Exercise requirements: Set down the passage of the sleeping-pill article below from "South African researchers" up to and including "catch a baseball.", copying it word for word.

Quoted passage:
Sleeping pill rouses people in a permanent vegetative state

South African researchers have found that a drug commonly used as a sleeping pill can temporarily revive people in a permanent vegetative state to the point where they can have conversations.

The drug Zolpidem which is commonly used to treat insomnia has this effect within 20 minutes but wears off after four hours and the patients return to their permanent vegetative state.

The drug was used with three patients all men around 30 who had suffered brain damage in car accidents.

One had been in a vegetative state for three years and showed no reaction to touch and no response to his family, but after he was given the drug, he was able to talk to them.

Another was also able to interact with family, answer simple questions and catch a baseball.

The third who constantly uttered random screams, after he was given the drug, the screaming stopped and he started watching television and responding to his family.

Some experts in neurological rehabilitation have expressed skepticism and say it is possible the patients had a different condition.

Dr. Ralf Clauss, one of the researchers who carried out the study, says for every damaged area of the brain, there is a dormant area, which appears to be a sort of protective mechanism.

Clauss says the damaged tissue is dead and there is nothing to be done but the dormant areas can be 'woken up'.

He maintains drugs such as Zolpidem activate receptors for a chemical called GABA in nerve cells in the brain and when brain damage occurs, these receptors appear to change shape, so they cannot behave as normal.

He said the drug appears to cause the receptors in these dormant areas to change back to their normal shape, triggering nerve cell activity.

Dr. Clauss is now at the nuclear medicine department of the Royal Surrey County hospital; he says clinical trials are now needed.

He suggests the drug could have uses in other kinds of brain damage, including Parkinson's disease and Alzheimer's.

The research is published in the journal NeuroRehabilitation.

[Image-grounded pointing data]
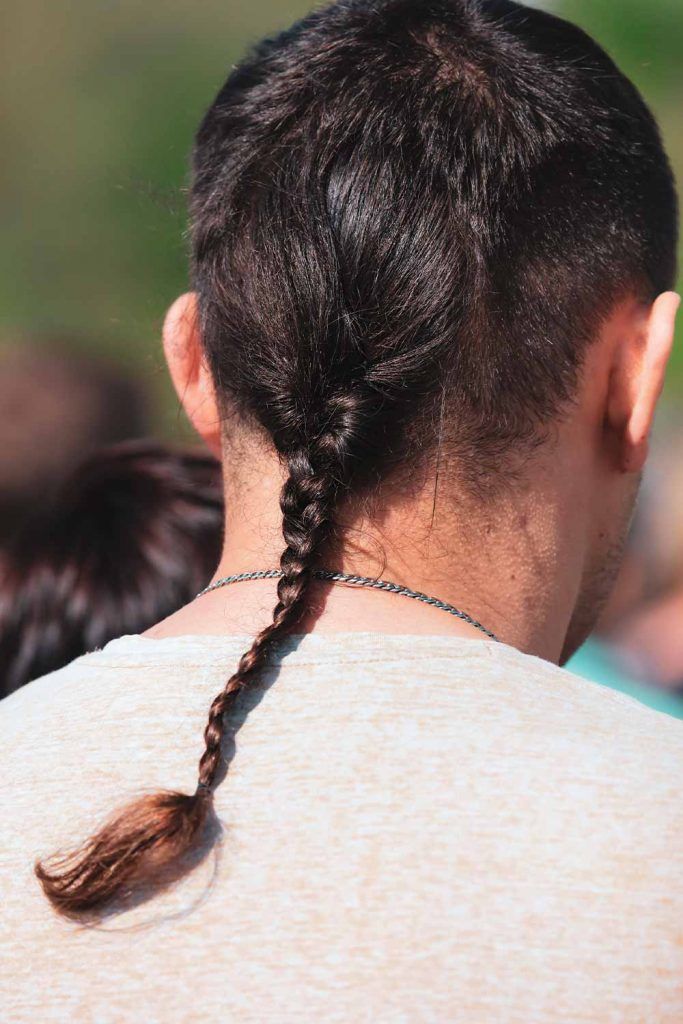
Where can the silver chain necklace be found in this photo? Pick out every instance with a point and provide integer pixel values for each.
(355, 581)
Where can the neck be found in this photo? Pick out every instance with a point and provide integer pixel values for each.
(499, 565)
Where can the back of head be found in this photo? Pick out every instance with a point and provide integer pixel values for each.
(409, 220)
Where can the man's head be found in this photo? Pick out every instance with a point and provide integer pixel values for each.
(430, 238)
(435, 230)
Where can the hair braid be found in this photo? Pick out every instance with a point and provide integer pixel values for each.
(306, 503)
(146, 841)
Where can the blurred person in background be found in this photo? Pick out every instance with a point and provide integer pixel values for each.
(637, 646)
(131, 536)
(433, 252)
(56, 404)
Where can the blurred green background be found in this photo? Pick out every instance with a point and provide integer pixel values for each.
(99, 102)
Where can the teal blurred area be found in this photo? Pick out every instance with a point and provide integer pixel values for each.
(100, 100)
(599, 663)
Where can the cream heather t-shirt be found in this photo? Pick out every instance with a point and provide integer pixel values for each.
(416, 829)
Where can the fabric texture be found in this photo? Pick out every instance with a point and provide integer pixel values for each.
(415, 829)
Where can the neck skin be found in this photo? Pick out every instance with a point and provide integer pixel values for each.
(516, 566)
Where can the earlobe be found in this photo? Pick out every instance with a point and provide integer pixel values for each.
(647, 378)
(190, 376)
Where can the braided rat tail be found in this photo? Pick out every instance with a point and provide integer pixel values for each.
(145, 843)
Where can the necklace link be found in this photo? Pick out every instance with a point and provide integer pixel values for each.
(356, 581)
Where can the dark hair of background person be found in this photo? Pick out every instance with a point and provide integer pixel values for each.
(131, 536)
(409, 220)
(56, 406)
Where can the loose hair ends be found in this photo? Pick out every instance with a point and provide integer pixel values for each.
(143, 846)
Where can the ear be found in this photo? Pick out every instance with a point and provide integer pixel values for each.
(189, 373)
(637, 379)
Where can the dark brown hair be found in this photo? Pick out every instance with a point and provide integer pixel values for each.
(409, 218)
(130, 536)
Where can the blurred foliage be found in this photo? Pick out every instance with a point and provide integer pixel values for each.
(99, 102)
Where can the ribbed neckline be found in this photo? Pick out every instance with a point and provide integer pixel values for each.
(322, 647)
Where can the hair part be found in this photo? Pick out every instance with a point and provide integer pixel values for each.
(397, 205)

Your response:
South African researchers have found that a drug commonly used as a sleeping pill can temporarily revive people in a permanent vegetative state to the point where they can have conversations.

The drug Zolpidem which is commonly used to treat insomnia has this effect within 20 minutes but wears off after four hours and the patients return to their permanent vegetative state.

The drug was used with three patients all men around 30 who had suffered brain damage in car accidents.

One had been in a vegetative state for three years and showed no reaction to touch and no response to his family, but after he was given the drug, he was able to talk to them.

Another was also able to interact with family, answer simple questions and catch a baseball.